SOURCE DATA.

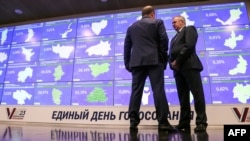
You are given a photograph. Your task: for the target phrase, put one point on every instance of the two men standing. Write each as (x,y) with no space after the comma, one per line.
(146,55)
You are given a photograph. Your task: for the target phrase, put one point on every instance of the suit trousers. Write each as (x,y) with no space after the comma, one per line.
(156,77)
(186,81)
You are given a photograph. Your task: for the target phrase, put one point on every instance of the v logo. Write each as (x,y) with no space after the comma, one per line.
(10,112)
(241,116)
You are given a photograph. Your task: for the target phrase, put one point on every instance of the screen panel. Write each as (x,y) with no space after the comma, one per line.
(55,71)
(95,25)
(224,14)
(97,46)
(168,73)
(230,90)
(228,63)
(57,49)
(124,20)
(6,34)
(60,29)
(1,92)
(21,72)
(172,96)
(227,37)
(24,52)
(93,93)
(4,55)
(2,73)
(94,69)
(191,14)
(53,93)
(119,44)
(120,70)
(122,92)
(18,94)
(27,33)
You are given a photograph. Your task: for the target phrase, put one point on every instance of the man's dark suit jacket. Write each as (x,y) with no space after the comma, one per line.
(182,49)
(146,43)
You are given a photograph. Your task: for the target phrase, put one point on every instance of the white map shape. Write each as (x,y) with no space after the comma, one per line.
(232,41)
(240,68)
(102,49)
(3,56)
(234,16)
(185,15)
(23,75)
(138,18)
(4,35)
(63,51)
(65,34)
(146,93)
(97,27)
(21,96)
(241,92)
(28,53)
(30,35)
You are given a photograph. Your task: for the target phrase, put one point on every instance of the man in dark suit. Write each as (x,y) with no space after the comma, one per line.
(186,67)
(145,55)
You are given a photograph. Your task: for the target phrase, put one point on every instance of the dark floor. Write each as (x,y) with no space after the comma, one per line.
(18,131)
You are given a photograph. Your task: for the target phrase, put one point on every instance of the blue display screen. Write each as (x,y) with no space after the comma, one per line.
(6,34)
(122,92)
(2,73)
(93,93)
(60,29)
(228,62)
(172,96)
(57,49)
(53,93)
(227,37)
(55,71)
(27,33)
(21,72)
(18,94)
(95,25)
(224,14)
(168,73)
(124,20)
(1,92)
(98,46)
(120,71)
(119,44)
(230,90)
(4,55)
(94,69)
(191,14)
(25,52)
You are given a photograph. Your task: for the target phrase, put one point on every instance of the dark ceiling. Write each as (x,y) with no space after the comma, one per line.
(46,9)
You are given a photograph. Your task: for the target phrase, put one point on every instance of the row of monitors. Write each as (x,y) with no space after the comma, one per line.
(212,38)
(218,90)
(215,63)
(199,16)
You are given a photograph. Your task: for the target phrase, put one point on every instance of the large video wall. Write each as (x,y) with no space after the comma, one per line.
(80,61)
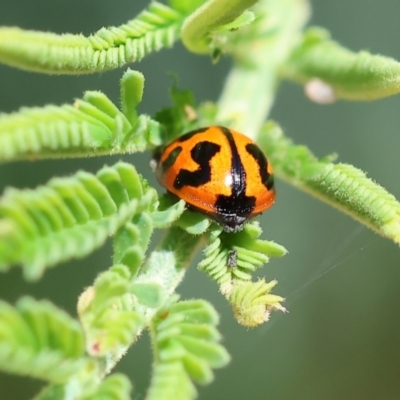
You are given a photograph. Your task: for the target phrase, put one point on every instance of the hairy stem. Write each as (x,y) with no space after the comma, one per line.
(250,87)
(165,266)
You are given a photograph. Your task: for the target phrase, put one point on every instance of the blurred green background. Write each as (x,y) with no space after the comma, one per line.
(341,337)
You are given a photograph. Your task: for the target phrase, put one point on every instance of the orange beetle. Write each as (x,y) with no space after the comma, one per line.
(218,172)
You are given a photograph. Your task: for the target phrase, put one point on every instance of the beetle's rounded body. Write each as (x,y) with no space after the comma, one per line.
(219,172)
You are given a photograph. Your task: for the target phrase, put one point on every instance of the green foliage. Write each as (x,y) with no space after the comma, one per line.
(108,48)
(186,348)
(106,313)
(341,185)
(351,76)
(39,340)
(230,259)
(70,217)
(91,126)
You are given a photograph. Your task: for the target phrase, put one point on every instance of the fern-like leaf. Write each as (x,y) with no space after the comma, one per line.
(39,340)
(186,348)
(92,126)
(69,217)
(234,257)
(348,75)
(340,185)
(106,313)
(108,48)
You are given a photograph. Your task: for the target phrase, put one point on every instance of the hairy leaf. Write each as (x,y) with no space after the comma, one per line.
(340,185)
(39,340)
(92,126)
(108,48)
(350,75)
(67,218)
(186,348)
(107,315)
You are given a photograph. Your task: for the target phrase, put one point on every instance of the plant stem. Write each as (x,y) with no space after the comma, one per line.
(249,90)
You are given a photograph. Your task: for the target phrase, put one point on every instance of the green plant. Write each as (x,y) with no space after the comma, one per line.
(70,217)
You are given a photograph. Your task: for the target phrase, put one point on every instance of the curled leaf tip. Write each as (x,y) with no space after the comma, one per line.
(252,302)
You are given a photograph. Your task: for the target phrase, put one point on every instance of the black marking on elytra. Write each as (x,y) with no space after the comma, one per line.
(235,209)
(190,134)
(170,160)
(267,179)
(201,153)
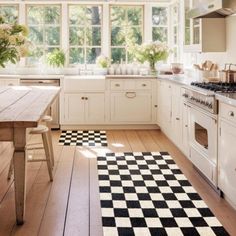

WHAT TO PRODUCE. Could you write out the records again, from the line with "of the orange" through the end of the records (both ends included), requests and all, scaling every coordinate in the answers by 1.95 and rounding to whole numbers, with halves going up? Leave the pictures out.

SOLUTION TO THIS TASK.
You are given a photograph. Your task: for the target phrase, put one point on every instance of the orange beetle. Write each as (x,y) with no space after the comma, one per line.
(425,335)
You are given a photograph. Your task: for the target phrase, put one point on every instance of the beetle's rounded body. Write each as (x,y) with no space after the comma, one per line.
(427,335)
You are given a photograph. Your task: for the target phrase, put one point on every instance of the green foliage. Write each as (x,y) with no space after the comma, one per line.
(211,94)
(363,679)
(207,610)
(665,361)
(684,148)
(76,663)
(449,505)
(137,423)
(177,246)
You are given a photograph. Your task: for the target phrase, put one point on every instance of the fern-like leaf. Write each as (x,y) with no space after the comma, one per line.
(76,663)
(363,679)
(179,246)
(135,423)
(456,501)
(679,146)
(663,361)
(207,610)
(211,94)
You are given a photograph. Your task: for the target phrase, put one point on every instance of the hairy leaf. Write each as (x,y) with no space after the comma, one per line.
(663,361)
(76,663)
(179,246)
(211,94)
(683,146)
(131,425)
(363,679)
(209,614)
You are given a photograph. Your task: for the target phrase, put one point on every instance of the plant stem. Write each as (x,y) with no space after the comma, one per line.
(486,176)
You are given a photograph. Your task: for the target phrase, put one point on every instance of the green plant. Write each as (x,y) with no space after the comma, one per line.
(137,423)
You are given a photograph. Your task: for the target phrase, put one point on every instance of the curled leaf tip. Write each as (x,y) with no space after the comma, one per line.
(491,589)
You are given a photograph. Your task: for the target phrase, put one point on every instance of the black marking on elytra. Write each as (x,y) with no space after the comma, one per line.
(458,408)
(371,261)
(332,312)
(521,349)
(392,298)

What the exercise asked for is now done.